Would you quote the material below in full and unchanged?

TASK DATA:
——————

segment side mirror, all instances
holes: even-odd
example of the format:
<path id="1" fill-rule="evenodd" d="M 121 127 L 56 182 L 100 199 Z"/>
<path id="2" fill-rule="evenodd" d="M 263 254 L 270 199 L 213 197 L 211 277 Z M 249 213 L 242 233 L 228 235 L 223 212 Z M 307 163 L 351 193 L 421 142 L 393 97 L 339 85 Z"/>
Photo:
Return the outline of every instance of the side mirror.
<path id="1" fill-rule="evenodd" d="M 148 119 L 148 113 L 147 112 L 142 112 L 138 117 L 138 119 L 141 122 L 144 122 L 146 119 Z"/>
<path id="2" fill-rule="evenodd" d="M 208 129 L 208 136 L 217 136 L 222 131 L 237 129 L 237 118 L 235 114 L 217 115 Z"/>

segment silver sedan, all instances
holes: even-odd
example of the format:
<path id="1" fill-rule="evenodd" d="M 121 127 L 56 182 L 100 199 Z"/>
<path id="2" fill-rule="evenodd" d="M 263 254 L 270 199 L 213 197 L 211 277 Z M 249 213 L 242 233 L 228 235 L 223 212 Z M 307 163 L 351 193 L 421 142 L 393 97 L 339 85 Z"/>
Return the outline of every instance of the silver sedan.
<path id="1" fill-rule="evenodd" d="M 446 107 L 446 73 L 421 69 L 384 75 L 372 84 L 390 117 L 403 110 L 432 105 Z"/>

——————

SOLUTION TO THIS TASK:
segment side mirror, all instances
holes: even-odd
example of the format:
<path id="1" fill-rule="evenodd" d="M 121 127 L 56 182 L 100 199 Z"/>
<path id="2" fill-rule="evenodd" d="M 263 254 L 270 199 L 213 197 L 211 277 Z M 249 213 L 242 233 L 228 235 L 223 212 Z M 307 163 L 351 193 L 421 142 L 393 97 L 339 85 Z"/>
Photo:
Return the outline of every instance of the side mirror.
<path id="1" fill-rule="evenodd" d="M 148 119 L 148 113 L 147 112 L 142 112 L 138 117 L 138 119 L 141 122 L 144 122 L 146 119 Z"/>
<path id="2" fill-rule="evenodd" d="M 208 129 L 208 136 L 217 136 L 222 131 L 237 129 L 237 118 L 235 114 L 217 115 Z"/>

segment silver sedan, all instances
holes: even-odd
example of the format:
<path id="1" fill-rule="evenodd" d="M 121 127 L 56 182 L 100 199 Z"/>
<path id="2" fill-rule="evenodd" d="M 263 254 L 270 199 L 213 197 L 211 277 Z M 249 213 L 242 233 L 228 235 L 223 212 Z M 307 163 L 351 193 L 421 142 L 393 97 L 339 85 Z"/>
Return the outline of every instance of the silver sedan.
<path id="1" fill-rule="evenodd" d="M 446 107 L 446 73 L 421 69 L 384 75 L 372 84 L 390 117 L 403 110 L 432 105 Z"/>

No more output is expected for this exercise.